## SOURCE TEXT
+--

Over the past two decades, there has been a “turn toward time” within queer theory (Dinshaw et el., “Theorizing Queer Temporalities,” 2007). The queering of time raises many timely and also timeless questions: about ways of living; power and economics; how the past, present and future engage with one another; the naturalized process in which time collapses into history; and what it might be to live queer lives against, outside, or beyond the clock. 

In 2005, Jack Halberstam put forward the “ambitious claim that there is such thing as a ‘queer time’ and a ‘queer space’” (In a Queer Time and Place). If temporality is considered as the social construction of time (for example, the idea of an eight-hour working day, or the idea of a ticking, reproductive ‘body clock’, and the affective experience of time as linear), then a queer temporality challenges these logics. Halberstam writes that queer uses of time “develop, at least in part, in opposition to the institutions of family, heterosexuality, and reproduction,” and that queer subcultures “produce alternative temporalities by allowing their participants to believe that their futures can be imagined according to logics that lie outside of those paradigmatic markers of life experience—namely, birth, marriage, reproduction, and death” (2005). As Halberstam and many other queer theorists have explored, by tracing the ways in which sexuality and temporality are tethered together, alternate conceptions of the hegemonic constructions of time and space can come into view. 

In their introduction to Sexual Disorientations, Stephen D. Moore, Kent L. Brintall and Joseph A. Marchal put forward their definition of queer temporality:

Through the disorientation that goes hand in hand with queer temporalities, new queer horizons and histories can unfold. These can disturb linear notions of time, reconfiguring the past, present and future, as this guide will outline. Alongside their economic, political, and affective implications, queer temporalities have also allowed for new methodologies and modes within literary studies and historiography for engaging with queer texts. 


Dismantling linear time 

For many queer scholars, queer temporality can be seen to have emerged at the end of the twentieth century in relation to the AIDS crisis. As Halberstam writes, the epidemic diminished the “horizons of possibility” for queer communities, which created:

Between 1987 and 1988, AIDS killed 324,029 men and women in the USA. This profoundly impacted queer communities, altering the personal, social, and psychological contours of life, both during the epidemic and afterwards. It also shaped experiences of time: as Halberstam continues, “the conventional emphasis on longevity and futurity” was rethought: 

And yet queer time, even as it emerges from the AIDS crisis, is not only about compression and annihilation; it is also about the potentiality of a life unscripted by conventions of family, inheritance, and child rearing. (2005)

Queer temporalities thus stand in opposition to normative, sequential, and linear timelines.

+--

## RECORDS SHOWN

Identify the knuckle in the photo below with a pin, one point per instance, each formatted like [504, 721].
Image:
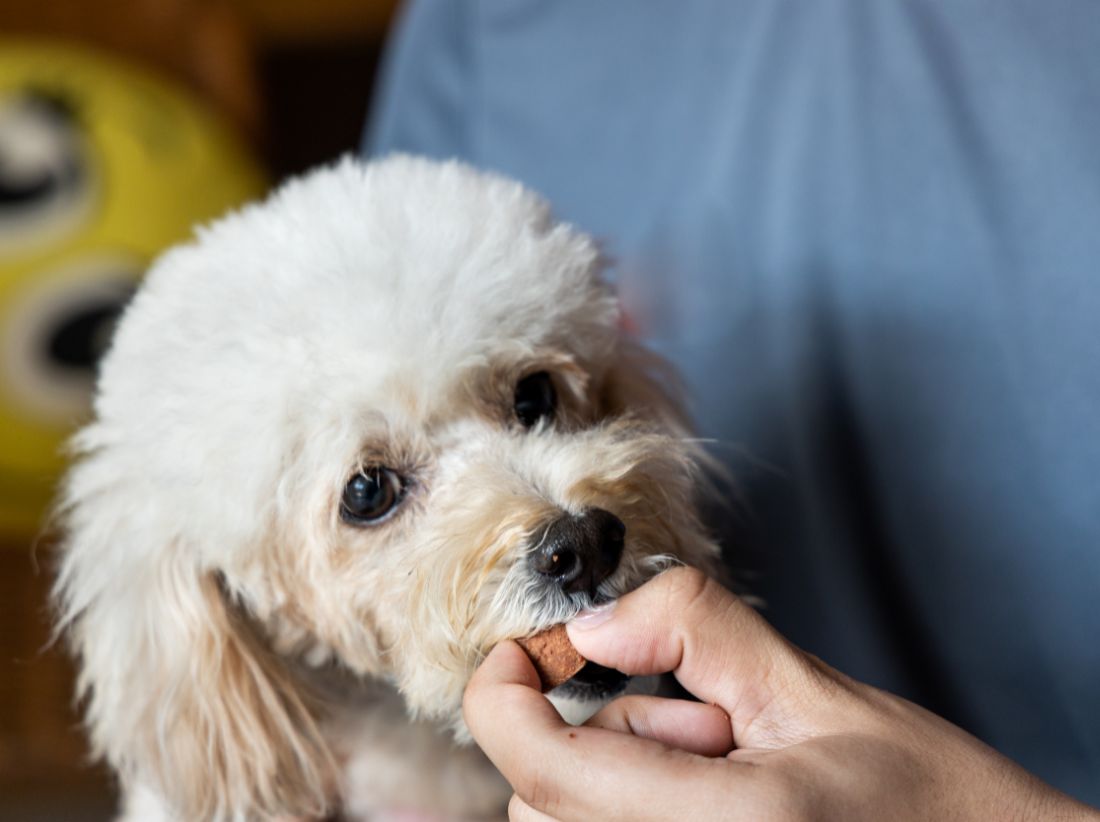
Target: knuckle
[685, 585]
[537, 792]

+--

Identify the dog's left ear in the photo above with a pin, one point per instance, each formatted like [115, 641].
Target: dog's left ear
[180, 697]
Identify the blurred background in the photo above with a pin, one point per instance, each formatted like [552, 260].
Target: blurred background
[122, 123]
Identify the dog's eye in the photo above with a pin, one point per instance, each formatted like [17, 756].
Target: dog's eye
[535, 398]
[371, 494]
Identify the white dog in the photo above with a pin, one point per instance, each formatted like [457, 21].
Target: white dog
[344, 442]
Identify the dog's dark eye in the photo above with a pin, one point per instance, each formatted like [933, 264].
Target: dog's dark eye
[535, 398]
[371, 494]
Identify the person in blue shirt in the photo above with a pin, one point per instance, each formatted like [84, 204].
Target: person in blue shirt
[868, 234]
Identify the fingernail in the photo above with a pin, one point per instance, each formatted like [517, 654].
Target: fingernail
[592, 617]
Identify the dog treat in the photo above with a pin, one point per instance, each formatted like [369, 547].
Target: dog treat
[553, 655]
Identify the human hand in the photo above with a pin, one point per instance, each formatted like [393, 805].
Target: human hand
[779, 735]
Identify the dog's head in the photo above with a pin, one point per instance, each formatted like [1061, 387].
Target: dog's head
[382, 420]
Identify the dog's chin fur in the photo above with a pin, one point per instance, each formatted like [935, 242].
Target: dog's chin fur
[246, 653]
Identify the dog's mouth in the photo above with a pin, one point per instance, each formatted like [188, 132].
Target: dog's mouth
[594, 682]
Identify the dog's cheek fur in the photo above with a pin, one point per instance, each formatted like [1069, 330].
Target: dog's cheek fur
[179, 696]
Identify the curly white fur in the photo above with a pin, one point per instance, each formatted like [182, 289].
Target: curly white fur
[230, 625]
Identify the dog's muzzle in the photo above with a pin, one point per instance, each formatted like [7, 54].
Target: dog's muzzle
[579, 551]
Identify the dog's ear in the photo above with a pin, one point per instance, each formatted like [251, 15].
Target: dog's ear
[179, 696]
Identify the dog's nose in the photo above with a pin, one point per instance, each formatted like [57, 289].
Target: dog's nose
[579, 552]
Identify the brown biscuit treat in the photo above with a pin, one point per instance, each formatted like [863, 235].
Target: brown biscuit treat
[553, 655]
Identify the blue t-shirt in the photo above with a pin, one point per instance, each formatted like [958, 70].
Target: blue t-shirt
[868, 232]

+--

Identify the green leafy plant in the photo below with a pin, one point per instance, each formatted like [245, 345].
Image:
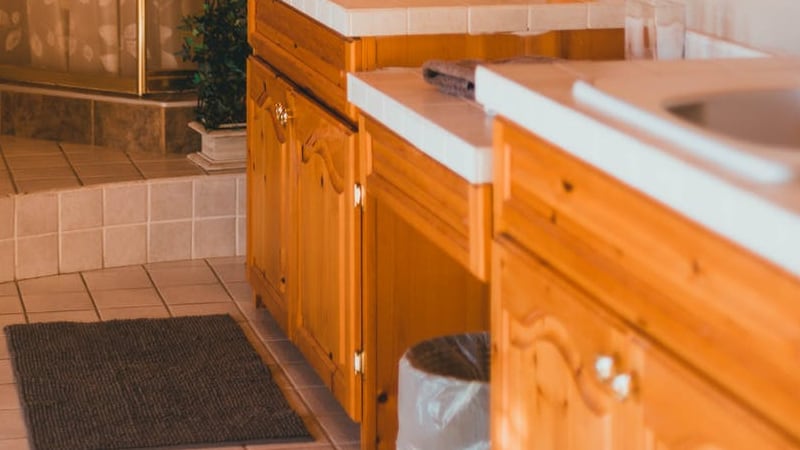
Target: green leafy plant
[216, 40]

+--

## TASK TO CARRY OUT
Quote the passage on queer time word for word, starting with "Dismantling linear time" and going on through "child rearing. (2005)". You can leave the entries aside; the work needs only the text.

## TASK ANSWER
Dismantling linear time 

For many queer scholars, queer temporality can be seen to have emerged at the end of the twentieth century in relation to the AIDS crisis. As Halberstam writes, the epidemic diminished the “horizons of possibility” for queer communities, which created:

Between 1987 and 1988, AIDS killed 324,029 men and women in the USA. This profoundly impacted queer communities, altering the personal, social, and psychological contours of life, both during the epidemic and afterwards. It also shaped experiences of time: as Halberstam continues, “the conventional emphasis on longevity and futurity” was rethought: 

And yet queer time, even as it emerges from the AIDS crisis, is not only about compression and annihilation; it is also about the potentiality of a life unscripted by conventions of family, inheritance, and child rearing. (2005)